**DOCUMENT SECTION**
-- BEGIN --
There are several exceptional verbs for which the phonological conditioning H proposes yields an incorrect result. For instance, the full imperative of senda ‘to send’ is the /-T-/ form sendu [ˈsɛntʏ] rather than the expected /-Tʰ-/ form *[ˈsɛn̥tʏ].3 H draws attention to weak verbs whose roots end in /ll, nn/. For these, H’s account of the phonological conditioning ought to prefer /-T-/, but most select /-Tʰ-/.4

There are four strong verbs whose roots end in /ll, nn/. So far, other than the characteristic ablaut, we have seen no reason to treat imperative formation in the strong verbs differently than in weak verbs.5 For example, for stela ‘to steal’, the full imperative is the /-T-/ form steldu [ˈstɛltʏ]. Yet, there are three strong verbs in /ll, nn/ for which neither possible form of the imperative is well-formed. These are the verbs vinna ‘to work’ (*vinndu, *vinntu), spinna ‘to spin (s.t.)’ (*spinndu, *spinntu), and falla ‘to fall; flunk’ (*falldu, *falltu). And to make matters more complex, there is one strong verb in /nn/ for which the “expected” /-T-/ is acceptable: the full imperative of finna ‘to find’ is finndu [ˈfɪntʏ].

H identifies the following explananda for imperative formation in Icelandic.

  • The imperative stem is always the same as the past stem in weak verbs
  • Yet, defectivity is found only in imperatives and never in pasts.
  • Defectivity occurs only in strong verbs.
  • Defectivity is found only in roots in /ll, nn/, a form which “usually is indicative of exceptionality in allomorph selection” (p. 344).

It is not obvious to me that the first explanandum is meaningful. While many linguists believe “Priscian”-like mechanisms which permit direct encoding of these kinds of facts, the mere stem identity of two semantically distant parts of speech is not itself compelling evidence. In this particular case, one might implement these facts without referring to identity by deriving the allomorphy from a verbal theme, perhaps a floating [α spread glottis] feature, which surfaces in both the imperative and the past. Thus roots selecting /-Tʰ-/ might be underlyingly someting like /√-ʰ/ where the surd denotes the root and /ʰ/ a thematic [+spread glottis] specification.
-- END --
**GIVEN MATERIAL**
-- BEGIN --
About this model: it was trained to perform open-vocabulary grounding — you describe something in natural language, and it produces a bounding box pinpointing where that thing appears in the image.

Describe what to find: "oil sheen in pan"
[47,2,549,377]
-- END --
**PROBLEMS TO SOLVE**
1 - Answer from the text on Icelandic imperatives:
(a) How many strong verbs have roots ending in /ll, nn/?
(b) What is the full imperative of stela ‘to steal’?
(c) According to the listed explananda, in which kind of verb does defectivity occur?
2 - Pick up the text on Icelandic imperatives after its last sentence and keep it going.
The data has nothing to do with the text on Icelandic imperatives.

**THE REPLIES**
1 -
(a) Four.
(b) Steldu [ˈstɛltʏ].
(c) Only in strong verbs.

2 -
The second explanandum does seem to be meaningful, even independently of the first. One possible fact that might be relevant here is that (other than the enclitic) the Icelandic imperative is bare, whereas weak verb stems are, to my knowledge, always followed by a vowel-initial suffix. So one could imagine that this is, in part, a phonotactic effect at some level of prosodic structure that does not include the clitic.

The third explanandum also seems meaningful. One can, for instance, frame it as a simple statistical hypothesis test, the null hypothesis being that imperative defectivity is independent of the strong/weak distinction. While I don’t have psychologically plausible counts of the strong and weak verbs—the numbers I need to compute sufficient statistics for this test—in front of me, I suspect the probability of observing this pattern under the null hypothesis is going to be vanishingly small.

The fourth and final explanandum is certainly one worth incorporating into any analysis. However, I think the obvious step has not yet been taken: serious attempts out to be made to incorporate it into a phonological account of the coronal suffix allomorphy, something H unfortunately has not attempted. If we are in fact to regard verbs in /ll, nn/ as lexically exceptional, one should first reasonably exhaust possible phonological accounts. One direction for future research would be to better understand the allomorphy associated with the imperative and past stems in Icelandic in general.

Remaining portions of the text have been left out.